Restate the records that follow. Every word must match.

*Supplied material:*
>>>>

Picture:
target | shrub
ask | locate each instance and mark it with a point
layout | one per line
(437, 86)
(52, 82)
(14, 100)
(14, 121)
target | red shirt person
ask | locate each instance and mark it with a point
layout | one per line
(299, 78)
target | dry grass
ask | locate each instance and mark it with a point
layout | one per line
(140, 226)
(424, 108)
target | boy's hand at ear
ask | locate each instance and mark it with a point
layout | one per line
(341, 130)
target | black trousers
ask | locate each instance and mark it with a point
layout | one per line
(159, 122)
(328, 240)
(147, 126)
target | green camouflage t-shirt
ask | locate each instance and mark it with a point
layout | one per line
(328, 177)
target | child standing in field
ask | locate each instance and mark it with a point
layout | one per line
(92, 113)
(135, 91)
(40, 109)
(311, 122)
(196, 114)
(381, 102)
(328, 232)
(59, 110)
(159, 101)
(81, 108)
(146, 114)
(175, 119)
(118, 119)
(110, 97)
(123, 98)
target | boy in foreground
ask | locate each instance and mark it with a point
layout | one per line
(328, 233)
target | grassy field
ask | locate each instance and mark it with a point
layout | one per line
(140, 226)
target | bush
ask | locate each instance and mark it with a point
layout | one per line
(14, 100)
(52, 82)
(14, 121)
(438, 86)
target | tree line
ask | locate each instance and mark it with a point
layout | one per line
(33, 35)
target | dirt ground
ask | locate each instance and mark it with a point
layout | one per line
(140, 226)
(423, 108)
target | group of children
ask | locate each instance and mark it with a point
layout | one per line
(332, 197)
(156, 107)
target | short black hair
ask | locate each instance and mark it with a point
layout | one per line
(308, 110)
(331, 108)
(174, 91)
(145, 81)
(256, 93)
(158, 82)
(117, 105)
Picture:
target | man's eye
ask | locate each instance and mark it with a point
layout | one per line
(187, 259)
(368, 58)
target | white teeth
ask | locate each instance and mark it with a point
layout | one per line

<<<<

*Answer for the task:*
Picture:
target | shrub
ask | locate each instance and mark it with a point
layout | one per line
(437, 86)
(52, 82)
(14, 100)
(14, 121)
target | red shirt person
ask | locate each instance and mark it with a point
layout | one per line
(299, 78)
target | dry grass
ask | locate each instance and mark it with a point
layout | one per line
(140, 226)
(424, 108)
target | boy's hand at ear
ask | locate each instance and mark it with a point
layout | one per line
(341, 130)
target | black trousers
ask | locate each instance and mark it with a point
layout | one per line
(159, 122)
(328, 240)
(147, 126)
target | green camouflage t-shirt
ask | locate each instance and mark it with a point
layout | one per line
(328, 177)
target | child standing in field
ask | locate each instance and mark it with a point
layout | one per line
(92, 113)
(135, 91)
(40, 109)
(311, 122)
(196, 114)
(381, 102)
(328, 232)
(59, 110)
(159, 101)
(81, 108)
(146, 114)
(175, 119)
(118, 119)
(110, 97)
(123, 98)
target | boy in foreground
ask | locate each instance and mark it with a point
layout | one per line
(328, 233)
target | grassy field
ask | locate each instance and mark it with a point
layout | one per line
(140, 226)
target | bush
ask | locate each instance and mark it with a point
layout | one per line
(14, 100)
(52, 82)
(14, 121)
(438, 86)
target | tree line
ask | locate each instance and mark it with a point
layout | one per line
(33, 35)
target | dirt ground
ask | locate each instance and mark it with a point
layout | one per line
(140, 226)
(423, 108)
target | group of children
ask | locate each instance and mark it with a point
layout | one per line
(332, 197)
(156, 107)
target | short black hair
ask | locate each instance and mark it with a point
layout | one per line
(308, 110)
(331, 108)
(174, 91)
(145, 81)
(256, 93)
(158, 82)
(117, 105)
Picture:
target | man's eye
ask | locate each instance and mark it with a point
layout | one per line
(187, 259)
(368, 58)
target | white teeth
ask | locate each instance and mark it with a point
layout | one per line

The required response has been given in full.